### Problem
Copy the section of the Binan lab page between "We use precision" and "and genetic perturbations.", inclusive, with no changes.

### Document passage
Binan lab
Investigating spatial and temporal mechanisms of gene regulatory networks.
We develop technologies to interrogate gene expression regulation in single cells in their spatial context. We ask how the local environment is responsible for the activation of different genetic pathways and we look for the consequences of these transcriptional events on cellular differentiation and migration.
We use precision gene editing tools such as Cas9 and Cas12 in high throughput screens. We develop imaging tools to collect new data in a spatial context, and the computational tools to analyze these new data types. We develop our methods in the contexts of cancer and neurodegenerative diseases.
Cancer metastasis
Understanding the mechanisms of metastasis initiation with spatial transcriptomics and genetic perturbations.
The majority of cells at the primary site of a tumor have an epithelial phenotypes, but many cells undergo partial, transient transitions to mesenchymal-like phenotypes. While epithelial, tumor cells proliferate fast and are well adhered to their neighbors, but when they become mesenchymal, proliferation slows down and cells start migrating. In this state, they can reach new sites, where they revert to epithelial traits and restart proliferating, forming a metastatic lesion. This process is highly dynamic, and strongly influenced by the microenvironment. We are investigating the genetic mechanisms that allow cells to reversibly transition between epithelial and mesenchymal phenotypes.

### Recorded information
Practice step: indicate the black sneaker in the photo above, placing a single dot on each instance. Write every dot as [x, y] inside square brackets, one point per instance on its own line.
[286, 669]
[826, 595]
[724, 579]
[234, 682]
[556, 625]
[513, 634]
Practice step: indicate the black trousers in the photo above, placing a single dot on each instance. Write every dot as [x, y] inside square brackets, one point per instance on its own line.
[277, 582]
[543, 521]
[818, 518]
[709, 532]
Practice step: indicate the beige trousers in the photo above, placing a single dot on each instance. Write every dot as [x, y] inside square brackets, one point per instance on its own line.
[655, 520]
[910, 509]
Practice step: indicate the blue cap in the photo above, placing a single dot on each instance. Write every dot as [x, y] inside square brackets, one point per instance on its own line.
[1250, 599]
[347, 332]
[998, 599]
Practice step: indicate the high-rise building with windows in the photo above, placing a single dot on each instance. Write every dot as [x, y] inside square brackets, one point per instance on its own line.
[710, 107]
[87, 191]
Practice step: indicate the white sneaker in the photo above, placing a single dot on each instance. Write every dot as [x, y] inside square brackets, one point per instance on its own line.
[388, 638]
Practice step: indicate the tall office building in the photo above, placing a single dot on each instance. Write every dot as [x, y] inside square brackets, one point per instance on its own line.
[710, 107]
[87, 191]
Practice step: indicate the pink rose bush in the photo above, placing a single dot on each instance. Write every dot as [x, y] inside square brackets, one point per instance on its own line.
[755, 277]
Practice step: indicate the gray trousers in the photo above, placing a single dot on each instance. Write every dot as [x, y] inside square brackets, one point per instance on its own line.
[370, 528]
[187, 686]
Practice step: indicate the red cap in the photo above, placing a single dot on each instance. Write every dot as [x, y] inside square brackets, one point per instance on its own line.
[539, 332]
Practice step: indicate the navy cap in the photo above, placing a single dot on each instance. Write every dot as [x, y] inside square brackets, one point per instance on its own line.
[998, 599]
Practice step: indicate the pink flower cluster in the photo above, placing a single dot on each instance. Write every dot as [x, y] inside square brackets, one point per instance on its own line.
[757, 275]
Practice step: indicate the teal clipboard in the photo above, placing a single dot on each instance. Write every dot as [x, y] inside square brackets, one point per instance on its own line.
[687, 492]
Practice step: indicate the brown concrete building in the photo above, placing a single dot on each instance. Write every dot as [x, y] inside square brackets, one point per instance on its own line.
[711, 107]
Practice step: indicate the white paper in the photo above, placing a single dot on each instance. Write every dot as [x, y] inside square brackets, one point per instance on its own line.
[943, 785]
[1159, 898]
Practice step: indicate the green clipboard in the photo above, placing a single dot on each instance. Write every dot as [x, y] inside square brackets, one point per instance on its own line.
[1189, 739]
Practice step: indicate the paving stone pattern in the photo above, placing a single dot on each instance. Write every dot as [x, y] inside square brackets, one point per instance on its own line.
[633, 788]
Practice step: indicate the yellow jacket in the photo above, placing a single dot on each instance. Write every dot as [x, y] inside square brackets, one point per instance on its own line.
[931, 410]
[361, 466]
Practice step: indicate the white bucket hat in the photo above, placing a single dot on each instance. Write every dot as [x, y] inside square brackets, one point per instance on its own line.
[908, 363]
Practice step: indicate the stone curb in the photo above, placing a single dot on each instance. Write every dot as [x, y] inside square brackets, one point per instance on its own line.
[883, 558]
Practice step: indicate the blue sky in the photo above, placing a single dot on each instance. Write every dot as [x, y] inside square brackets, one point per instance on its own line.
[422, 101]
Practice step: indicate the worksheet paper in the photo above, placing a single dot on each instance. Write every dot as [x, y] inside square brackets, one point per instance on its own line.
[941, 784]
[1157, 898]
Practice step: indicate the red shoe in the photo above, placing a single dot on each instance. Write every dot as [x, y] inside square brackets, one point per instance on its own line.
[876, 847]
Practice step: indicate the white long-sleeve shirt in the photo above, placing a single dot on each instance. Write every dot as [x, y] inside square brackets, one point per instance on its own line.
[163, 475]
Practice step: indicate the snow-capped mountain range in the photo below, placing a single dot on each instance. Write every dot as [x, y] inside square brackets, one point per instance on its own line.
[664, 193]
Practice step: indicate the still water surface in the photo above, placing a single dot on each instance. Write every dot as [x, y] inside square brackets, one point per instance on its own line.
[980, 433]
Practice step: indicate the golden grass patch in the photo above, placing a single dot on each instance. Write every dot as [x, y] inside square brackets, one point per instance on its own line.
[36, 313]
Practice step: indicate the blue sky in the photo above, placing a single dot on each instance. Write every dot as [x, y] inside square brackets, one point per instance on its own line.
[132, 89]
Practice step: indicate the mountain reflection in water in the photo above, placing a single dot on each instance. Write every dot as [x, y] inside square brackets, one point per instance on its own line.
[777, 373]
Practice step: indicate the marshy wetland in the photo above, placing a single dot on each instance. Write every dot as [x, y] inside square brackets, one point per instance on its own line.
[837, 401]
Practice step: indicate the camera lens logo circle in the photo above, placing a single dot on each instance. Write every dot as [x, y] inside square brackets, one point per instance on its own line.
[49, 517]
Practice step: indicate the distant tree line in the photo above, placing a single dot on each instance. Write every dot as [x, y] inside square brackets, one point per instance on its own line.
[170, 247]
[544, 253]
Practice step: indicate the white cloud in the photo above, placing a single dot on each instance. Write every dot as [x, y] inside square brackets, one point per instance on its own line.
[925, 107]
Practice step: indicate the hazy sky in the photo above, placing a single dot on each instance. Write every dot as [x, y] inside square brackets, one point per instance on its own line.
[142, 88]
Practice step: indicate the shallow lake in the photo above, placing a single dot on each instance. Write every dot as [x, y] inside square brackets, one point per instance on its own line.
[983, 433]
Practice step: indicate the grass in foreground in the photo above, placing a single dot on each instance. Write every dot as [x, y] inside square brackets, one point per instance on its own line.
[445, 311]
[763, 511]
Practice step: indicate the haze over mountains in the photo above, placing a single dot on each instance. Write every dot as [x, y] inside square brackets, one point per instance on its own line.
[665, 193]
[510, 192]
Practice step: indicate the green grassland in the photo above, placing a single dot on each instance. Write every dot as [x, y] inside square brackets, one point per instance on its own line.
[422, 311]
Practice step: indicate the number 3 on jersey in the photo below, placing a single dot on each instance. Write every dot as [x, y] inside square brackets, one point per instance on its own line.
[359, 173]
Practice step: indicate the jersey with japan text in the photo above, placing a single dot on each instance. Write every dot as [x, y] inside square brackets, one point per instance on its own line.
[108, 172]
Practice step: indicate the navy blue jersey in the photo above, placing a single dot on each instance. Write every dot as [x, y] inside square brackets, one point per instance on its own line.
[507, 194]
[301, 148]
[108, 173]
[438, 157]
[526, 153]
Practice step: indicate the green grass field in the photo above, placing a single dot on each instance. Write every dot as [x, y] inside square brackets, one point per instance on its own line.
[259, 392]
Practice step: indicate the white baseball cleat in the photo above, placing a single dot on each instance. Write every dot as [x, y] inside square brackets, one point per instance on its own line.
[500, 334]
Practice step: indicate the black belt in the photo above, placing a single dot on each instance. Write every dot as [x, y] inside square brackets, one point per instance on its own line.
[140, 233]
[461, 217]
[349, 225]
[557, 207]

### The completed task
We use precision gene editing tools such as Cas9 and Cas12 in high throughput screens. We develop imaging tools to collect new data in a spatial context, and the computational tools to analyze these new data types. We develop our methods in the contexts of cancer and neurodegenerative diseases.
Cancer metastasis
Understanding the mechanisms of metastasis initiation with spatial transcriptomics and genetic perturbations.